----- Source extract
John C. Cushman III is an American real estate executive.  He is the chairman of global transactions and chairman of the board of Cushman & Wakefield, a global real estate services firm founded by his grandfather, J. Clydesdale Cushman and great-uncle, Bernard Wakefield.

Additionally, John holds directorships at Callaway Golf Company, iCRETE LLC (Co-Chairman) and ARTOC Universal Properties (Co-Chairman) in Cairo, Egypt. He also serves as Chairman of Rock Creek Management LLC and Chairman and Director of Zaca Mesa Winery in Santa Barbara County, California, which he co-founded.

Family
Cushman & Wakefield is a real estate services firm founded by his grandfather John Clydesdale Cushman and his great uncle Bernard Wakefield.

Career

In 1963, Cushman III joined Cushman & Wakefield Inc. in New York, New York after graduating from Colgate University. In 1967, he opened an office for Cushman  & Wakefield in Los Angeles. On April 1, 1978, he and his twin brother, Louis B. Cushman, left Cushman & Wakefield to form Cushman Realty Corporation.

In 2001, the Cushman Realty Corporation merged with Cushman & Wakefield, after which Cushman III became the chairman of Cushman & Wakefield.

On September 19, 2007, Mr. Cushman received The Hundred Year Association of New York's Gold Medal "in recognition of outstanding contributions to the City of New York".

Other work

Cushman has served as National president of the Boy Scouts of America and is a member of the National Executive Board of the Boy Scouts of America.
----------
----- Record list
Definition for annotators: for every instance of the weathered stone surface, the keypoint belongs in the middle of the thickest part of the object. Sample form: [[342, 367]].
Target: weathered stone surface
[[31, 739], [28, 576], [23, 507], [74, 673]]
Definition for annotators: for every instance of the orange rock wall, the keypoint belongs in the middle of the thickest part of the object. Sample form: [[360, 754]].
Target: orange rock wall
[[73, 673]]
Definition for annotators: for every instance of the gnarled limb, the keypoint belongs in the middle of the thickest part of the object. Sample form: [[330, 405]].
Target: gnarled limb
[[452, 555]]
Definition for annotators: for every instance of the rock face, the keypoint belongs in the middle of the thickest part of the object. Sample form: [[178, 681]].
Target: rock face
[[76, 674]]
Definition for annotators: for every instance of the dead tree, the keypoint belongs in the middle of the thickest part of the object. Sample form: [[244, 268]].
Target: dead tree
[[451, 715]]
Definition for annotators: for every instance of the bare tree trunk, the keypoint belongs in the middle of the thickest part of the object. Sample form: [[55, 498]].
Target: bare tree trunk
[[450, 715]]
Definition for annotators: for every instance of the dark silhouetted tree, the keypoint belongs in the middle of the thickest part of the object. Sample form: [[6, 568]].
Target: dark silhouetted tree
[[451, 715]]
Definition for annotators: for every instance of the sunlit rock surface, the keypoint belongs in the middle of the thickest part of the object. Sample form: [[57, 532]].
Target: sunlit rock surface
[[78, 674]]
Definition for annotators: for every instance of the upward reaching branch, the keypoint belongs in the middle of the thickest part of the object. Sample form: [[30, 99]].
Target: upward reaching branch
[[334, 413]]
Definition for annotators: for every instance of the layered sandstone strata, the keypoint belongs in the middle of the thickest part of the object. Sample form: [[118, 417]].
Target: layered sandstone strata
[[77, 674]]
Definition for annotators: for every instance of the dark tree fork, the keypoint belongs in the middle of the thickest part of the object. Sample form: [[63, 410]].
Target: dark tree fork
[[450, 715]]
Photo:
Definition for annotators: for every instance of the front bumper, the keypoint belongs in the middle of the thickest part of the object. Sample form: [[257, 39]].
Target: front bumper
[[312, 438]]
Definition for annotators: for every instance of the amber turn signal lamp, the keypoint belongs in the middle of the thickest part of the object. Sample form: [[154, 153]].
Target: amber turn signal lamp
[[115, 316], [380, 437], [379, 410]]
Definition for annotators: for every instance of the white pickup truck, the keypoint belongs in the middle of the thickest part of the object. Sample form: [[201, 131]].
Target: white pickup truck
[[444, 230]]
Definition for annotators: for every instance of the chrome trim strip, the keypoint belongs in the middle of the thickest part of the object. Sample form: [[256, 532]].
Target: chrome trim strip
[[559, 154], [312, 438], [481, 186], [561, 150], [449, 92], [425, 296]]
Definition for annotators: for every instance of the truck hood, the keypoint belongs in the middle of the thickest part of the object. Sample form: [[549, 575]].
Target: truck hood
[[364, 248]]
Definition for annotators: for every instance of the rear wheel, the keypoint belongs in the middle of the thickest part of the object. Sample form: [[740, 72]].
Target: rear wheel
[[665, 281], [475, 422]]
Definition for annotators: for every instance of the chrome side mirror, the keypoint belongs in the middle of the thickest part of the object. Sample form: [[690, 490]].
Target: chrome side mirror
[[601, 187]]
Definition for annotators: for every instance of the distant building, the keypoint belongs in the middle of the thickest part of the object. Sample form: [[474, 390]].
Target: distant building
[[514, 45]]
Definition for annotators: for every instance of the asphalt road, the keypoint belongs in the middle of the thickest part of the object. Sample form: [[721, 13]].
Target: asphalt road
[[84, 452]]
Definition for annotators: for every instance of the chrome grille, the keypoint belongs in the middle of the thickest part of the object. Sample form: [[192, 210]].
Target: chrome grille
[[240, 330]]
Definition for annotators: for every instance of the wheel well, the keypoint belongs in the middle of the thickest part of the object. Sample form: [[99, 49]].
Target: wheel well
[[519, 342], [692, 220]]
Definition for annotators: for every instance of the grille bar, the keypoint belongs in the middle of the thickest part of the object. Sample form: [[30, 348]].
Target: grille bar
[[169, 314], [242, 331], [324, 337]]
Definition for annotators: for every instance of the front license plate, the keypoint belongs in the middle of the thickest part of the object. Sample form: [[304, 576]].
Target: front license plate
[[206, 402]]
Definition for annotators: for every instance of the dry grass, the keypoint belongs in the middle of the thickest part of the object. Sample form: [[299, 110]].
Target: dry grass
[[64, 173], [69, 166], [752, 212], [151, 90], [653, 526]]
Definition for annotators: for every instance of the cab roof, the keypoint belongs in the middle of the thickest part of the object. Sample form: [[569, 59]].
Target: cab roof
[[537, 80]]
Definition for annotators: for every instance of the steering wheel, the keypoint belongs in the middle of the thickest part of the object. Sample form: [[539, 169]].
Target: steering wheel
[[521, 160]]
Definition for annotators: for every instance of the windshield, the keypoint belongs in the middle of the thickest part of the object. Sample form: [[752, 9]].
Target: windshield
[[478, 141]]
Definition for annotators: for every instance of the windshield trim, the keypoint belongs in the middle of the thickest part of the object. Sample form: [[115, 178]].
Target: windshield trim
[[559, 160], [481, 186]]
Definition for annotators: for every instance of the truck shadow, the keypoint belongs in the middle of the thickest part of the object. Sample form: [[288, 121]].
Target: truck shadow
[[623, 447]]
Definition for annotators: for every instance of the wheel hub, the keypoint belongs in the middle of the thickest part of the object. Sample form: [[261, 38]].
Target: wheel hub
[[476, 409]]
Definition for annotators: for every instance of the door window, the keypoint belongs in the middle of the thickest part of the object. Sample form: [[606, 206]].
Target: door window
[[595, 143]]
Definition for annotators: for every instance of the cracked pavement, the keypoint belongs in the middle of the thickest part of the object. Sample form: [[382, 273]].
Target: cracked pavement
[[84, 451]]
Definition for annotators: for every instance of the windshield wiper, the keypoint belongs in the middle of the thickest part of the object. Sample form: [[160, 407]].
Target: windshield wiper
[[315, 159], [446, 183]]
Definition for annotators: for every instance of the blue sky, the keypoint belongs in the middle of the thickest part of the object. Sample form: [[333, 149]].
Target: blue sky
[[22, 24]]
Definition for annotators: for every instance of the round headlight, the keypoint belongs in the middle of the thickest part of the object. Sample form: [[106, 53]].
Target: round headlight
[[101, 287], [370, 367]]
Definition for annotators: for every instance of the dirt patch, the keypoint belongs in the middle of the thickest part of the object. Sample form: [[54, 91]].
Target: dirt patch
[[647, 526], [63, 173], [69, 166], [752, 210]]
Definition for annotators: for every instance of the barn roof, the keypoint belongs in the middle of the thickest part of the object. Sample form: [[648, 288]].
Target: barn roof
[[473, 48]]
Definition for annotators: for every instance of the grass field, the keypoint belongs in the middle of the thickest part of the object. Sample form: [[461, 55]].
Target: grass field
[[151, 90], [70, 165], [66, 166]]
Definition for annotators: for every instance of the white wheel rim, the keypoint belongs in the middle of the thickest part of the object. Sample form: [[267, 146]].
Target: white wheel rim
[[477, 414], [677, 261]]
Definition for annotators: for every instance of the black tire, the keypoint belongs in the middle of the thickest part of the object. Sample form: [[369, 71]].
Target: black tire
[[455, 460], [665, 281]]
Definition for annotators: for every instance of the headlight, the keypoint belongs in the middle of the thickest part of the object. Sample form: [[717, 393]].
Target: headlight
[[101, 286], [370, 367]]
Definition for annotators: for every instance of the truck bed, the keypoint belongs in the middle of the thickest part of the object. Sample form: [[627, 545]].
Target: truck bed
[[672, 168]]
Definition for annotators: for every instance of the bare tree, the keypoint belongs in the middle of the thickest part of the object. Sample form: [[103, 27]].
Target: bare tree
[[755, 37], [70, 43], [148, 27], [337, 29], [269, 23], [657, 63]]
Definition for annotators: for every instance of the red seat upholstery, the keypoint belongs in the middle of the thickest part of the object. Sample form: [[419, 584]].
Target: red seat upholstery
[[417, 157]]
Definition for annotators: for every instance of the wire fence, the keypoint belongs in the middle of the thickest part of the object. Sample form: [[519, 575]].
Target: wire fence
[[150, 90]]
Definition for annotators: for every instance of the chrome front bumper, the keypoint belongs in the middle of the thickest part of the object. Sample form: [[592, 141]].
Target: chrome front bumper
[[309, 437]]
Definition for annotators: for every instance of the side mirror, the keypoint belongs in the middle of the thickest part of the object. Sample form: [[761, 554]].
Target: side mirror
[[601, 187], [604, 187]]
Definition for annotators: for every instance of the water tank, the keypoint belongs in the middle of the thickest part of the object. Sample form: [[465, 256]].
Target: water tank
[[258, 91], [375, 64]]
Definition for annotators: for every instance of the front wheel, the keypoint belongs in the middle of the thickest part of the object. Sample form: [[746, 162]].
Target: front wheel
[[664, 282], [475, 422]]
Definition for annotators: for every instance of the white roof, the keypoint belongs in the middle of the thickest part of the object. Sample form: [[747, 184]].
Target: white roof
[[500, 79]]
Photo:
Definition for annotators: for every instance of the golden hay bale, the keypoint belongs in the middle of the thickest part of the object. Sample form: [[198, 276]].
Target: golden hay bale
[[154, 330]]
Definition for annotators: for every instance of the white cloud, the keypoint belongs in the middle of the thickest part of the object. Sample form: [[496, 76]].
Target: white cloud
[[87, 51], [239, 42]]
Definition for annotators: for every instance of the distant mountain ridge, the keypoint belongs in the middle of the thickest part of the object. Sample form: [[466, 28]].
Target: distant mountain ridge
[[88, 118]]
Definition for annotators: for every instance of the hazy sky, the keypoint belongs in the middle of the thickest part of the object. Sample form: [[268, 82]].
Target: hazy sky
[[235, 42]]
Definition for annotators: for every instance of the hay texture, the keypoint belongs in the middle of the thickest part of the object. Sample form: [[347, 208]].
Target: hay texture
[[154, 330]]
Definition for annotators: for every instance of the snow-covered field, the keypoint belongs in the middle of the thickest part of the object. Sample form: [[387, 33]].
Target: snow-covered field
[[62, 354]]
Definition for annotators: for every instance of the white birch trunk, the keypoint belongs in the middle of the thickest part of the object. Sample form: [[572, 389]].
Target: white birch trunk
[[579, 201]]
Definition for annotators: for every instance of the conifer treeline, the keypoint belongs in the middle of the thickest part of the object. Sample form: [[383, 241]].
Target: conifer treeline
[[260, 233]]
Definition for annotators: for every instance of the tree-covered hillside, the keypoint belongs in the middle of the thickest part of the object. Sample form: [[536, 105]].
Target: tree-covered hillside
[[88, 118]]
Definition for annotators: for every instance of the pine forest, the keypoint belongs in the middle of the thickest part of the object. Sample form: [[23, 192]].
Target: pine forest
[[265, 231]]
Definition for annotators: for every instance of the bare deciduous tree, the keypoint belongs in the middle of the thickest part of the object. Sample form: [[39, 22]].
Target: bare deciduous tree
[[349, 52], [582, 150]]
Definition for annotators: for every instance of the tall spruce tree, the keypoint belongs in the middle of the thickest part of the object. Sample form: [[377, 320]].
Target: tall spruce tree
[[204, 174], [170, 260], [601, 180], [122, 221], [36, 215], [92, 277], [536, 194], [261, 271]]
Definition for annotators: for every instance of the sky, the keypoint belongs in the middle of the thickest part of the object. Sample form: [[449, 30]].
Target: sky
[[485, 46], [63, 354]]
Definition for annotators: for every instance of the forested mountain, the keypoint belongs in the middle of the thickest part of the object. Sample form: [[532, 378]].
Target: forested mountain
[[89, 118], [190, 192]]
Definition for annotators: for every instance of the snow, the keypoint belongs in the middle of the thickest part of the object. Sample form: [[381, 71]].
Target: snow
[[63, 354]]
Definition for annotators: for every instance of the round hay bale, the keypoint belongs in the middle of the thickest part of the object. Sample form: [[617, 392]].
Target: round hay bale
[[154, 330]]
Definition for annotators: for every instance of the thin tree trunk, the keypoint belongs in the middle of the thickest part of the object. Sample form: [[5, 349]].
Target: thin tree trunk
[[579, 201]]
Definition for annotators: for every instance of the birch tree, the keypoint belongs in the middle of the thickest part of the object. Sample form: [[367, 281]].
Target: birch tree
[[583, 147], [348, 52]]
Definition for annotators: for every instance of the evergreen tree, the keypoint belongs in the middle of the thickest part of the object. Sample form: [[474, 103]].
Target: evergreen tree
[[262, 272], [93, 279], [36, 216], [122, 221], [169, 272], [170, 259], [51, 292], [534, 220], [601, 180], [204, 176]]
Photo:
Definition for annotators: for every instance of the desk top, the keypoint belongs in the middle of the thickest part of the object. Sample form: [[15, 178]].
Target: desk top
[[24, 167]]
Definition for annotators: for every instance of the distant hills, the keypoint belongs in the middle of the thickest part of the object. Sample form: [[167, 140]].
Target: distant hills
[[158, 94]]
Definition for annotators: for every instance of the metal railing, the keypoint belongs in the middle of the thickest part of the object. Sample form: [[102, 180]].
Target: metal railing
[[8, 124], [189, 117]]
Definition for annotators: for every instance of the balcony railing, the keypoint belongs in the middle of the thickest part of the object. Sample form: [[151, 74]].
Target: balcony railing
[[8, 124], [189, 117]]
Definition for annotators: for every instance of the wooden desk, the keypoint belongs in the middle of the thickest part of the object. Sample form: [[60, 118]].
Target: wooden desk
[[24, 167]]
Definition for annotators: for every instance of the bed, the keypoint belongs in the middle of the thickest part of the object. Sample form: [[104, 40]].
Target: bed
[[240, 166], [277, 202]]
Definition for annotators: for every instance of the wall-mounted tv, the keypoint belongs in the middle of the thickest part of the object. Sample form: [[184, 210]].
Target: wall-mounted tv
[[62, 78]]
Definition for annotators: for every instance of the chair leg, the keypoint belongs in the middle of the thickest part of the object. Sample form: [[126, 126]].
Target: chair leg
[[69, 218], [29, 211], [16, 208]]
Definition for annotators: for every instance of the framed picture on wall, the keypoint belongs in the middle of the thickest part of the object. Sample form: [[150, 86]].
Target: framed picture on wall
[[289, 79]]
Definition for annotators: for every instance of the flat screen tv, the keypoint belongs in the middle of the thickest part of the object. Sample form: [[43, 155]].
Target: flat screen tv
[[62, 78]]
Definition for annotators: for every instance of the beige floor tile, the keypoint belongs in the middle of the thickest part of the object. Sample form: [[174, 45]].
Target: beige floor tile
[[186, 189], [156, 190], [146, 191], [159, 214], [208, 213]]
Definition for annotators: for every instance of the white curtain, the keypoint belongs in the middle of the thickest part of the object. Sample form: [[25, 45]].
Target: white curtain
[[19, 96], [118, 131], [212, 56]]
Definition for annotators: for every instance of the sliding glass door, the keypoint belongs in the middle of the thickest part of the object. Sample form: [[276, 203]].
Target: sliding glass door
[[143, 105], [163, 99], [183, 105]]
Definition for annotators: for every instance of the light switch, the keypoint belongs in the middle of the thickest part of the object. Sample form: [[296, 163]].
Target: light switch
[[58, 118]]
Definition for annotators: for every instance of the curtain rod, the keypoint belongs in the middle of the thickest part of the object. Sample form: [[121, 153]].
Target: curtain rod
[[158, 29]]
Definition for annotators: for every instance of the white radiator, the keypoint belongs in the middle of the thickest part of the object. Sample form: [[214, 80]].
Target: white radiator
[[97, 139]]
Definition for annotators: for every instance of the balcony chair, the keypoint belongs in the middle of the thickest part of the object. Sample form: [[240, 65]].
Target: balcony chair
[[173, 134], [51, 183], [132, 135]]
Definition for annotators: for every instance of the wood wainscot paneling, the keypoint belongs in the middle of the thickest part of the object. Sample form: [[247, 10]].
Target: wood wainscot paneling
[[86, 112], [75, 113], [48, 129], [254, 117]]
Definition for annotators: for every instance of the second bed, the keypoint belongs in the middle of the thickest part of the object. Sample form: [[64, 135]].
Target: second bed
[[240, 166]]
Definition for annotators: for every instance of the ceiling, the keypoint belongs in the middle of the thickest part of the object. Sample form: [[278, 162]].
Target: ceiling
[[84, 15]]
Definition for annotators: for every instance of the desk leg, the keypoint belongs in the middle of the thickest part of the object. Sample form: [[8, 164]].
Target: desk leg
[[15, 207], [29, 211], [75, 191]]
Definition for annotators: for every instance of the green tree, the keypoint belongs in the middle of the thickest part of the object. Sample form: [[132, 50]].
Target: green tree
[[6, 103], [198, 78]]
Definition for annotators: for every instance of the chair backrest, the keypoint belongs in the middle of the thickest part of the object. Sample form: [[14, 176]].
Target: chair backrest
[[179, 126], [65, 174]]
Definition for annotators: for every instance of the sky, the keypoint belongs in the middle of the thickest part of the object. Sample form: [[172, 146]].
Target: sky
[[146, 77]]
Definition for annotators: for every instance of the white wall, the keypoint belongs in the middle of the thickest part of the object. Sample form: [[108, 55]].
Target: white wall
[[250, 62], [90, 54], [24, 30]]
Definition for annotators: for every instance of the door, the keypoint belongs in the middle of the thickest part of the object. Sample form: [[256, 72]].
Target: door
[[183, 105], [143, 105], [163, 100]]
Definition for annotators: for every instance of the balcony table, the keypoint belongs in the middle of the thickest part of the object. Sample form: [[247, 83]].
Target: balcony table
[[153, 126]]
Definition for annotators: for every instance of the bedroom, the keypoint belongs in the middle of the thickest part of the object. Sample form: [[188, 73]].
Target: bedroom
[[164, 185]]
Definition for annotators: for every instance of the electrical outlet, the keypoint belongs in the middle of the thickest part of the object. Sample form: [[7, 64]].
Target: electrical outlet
----------
**Task directions**
Carry the biography of John C. Cushman III forward from its last sentence. The records were taken from a different source than the text.

**Response to the task**
He was a commissioner of the California Commission for Jobs and Economic Growth, a board member of the California Region I Homeland Security Advisory Council, and a trustee of the Urban Land Institute. He served on the boards of The Real Estate Roundtable; Town Hall and the World Affairs Council of Los Angeles; the Institute of International Education, New York City; the University of Southern California’s LUSK Center for Real Estate; Colgate University, Hamilton, New York; University of Colorado Boulder Business School; Fellows of Claremont University Center; and the National Park Foundation. 

Cushman is a Director and Chairman of Cushman Winery Corporation and owns Zaca Mesa Winery. Cushman has also served on the boards of Callaway Golf Company, Culinary Holdings, Inc., Cushman & Wakefield, Inc., D.A. Cushman Realty Corporation, Inglewood Park Cemetery, La Quinta Corporation, and La Quinta Properties, Inc.

Political activity

In 2015, Cushman donated $300,000 to Right to Rise, a Super PAC supporting Jeb Bush's presidential candidacy.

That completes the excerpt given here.